> **DATA IN THIS EXERCISE**:
+ + +

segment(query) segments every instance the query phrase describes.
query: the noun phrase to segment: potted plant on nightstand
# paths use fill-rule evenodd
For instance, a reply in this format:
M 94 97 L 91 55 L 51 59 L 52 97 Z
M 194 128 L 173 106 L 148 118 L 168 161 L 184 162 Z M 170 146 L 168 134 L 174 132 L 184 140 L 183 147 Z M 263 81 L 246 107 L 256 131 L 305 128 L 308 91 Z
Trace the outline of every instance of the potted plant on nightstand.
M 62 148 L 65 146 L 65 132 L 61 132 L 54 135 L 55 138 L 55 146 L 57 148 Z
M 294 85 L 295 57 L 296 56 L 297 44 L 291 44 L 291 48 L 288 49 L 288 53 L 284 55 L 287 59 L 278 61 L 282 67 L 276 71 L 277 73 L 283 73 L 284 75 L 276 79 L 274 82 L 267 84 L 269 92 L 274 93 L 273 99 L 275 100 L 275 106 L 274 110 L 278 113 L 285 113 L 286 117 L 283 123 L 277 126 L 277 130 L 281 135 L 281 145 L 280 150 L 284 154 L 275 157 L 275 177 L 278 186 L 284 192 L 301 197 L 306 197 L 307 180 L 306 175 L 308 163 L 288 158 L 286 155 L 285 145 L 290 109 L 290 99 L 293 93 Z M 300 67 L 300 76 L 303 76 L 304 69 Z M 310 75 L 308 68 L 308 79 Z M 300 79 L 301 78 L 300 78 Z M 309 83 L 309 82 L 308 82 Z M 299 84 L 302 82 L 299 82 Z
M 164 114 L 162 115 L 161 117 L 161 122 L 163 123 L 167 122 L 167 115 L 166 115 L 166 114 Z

+ + +

> **AIM OF THE TASK**: Can you rewrite the entries above, replacing "nightstand" with "dresser" wherever it occurs and leaving everything else unchanged?

> **REPLY TO THE TASK**:
segment(query) segments every instance the query phrase describes.
query: the noun phrase to segment: potted plant on dresser
# paths use fill-rule evenodd
For instance, a reply in this format:
M 94 97 L 91 55 L 51 59 L 52 97 Z
M 194 128 L 173 106 L 148 118 L 168 161 L 184 162 Z M 170 146 L 168 134 L 174 132 L 184 140 L 183 147 Z M 263 81 L 246 107 L 256 131 L 305 128 L 308 91 Z
Trace the outline of every instance of the potted plant on dresser.
M 62 148 L 65 146 L 65 132 L 61 132 L 54 135 L 55 138 L 55 146 L 57 148 Z
M 294 85 L 295 57 L 296 56 L 297 44 L 291 44 L 291 48 L 288 49 L 288 53 L 284 55 L 287 59 L 278 61 L 282 67 L 276 71 L 277 73 L 283 73 L 284 75 L 276 79 L 274 82 L 267 84 L 269 92 L 274 93 L 273 99 L 275 100 L 275 106 L 274 110 L 278 113 L 285 113 L 286 117 L 283 123 L 277 126 L 277 130 L 281 135 L 281 145 L 280 150 L 284 154 L 275 157 L 275 177 L 278 186 L 284 192 L 301 197 L 306 197 L 307 180 L 306 175 L 308 163 L 288 158 L 286 155 L 285 145 L 290 109 L 290 99 L 293 93 Z M 300 67 L 300 76 L 303 76 L 304 69 Z M 310 75 L 308 68 L 308 79 Z M 300 79 L 301 78 L 300 78 Z M 309 83 L 309 82 L 308 82 Z M 299 84 L 302 82 L 299 82 Z
M 164 114 L 162 115 L 161 117 L 161 122 L 163 123 L 167 122 L 167 115 L 166 115 L 166 114 Z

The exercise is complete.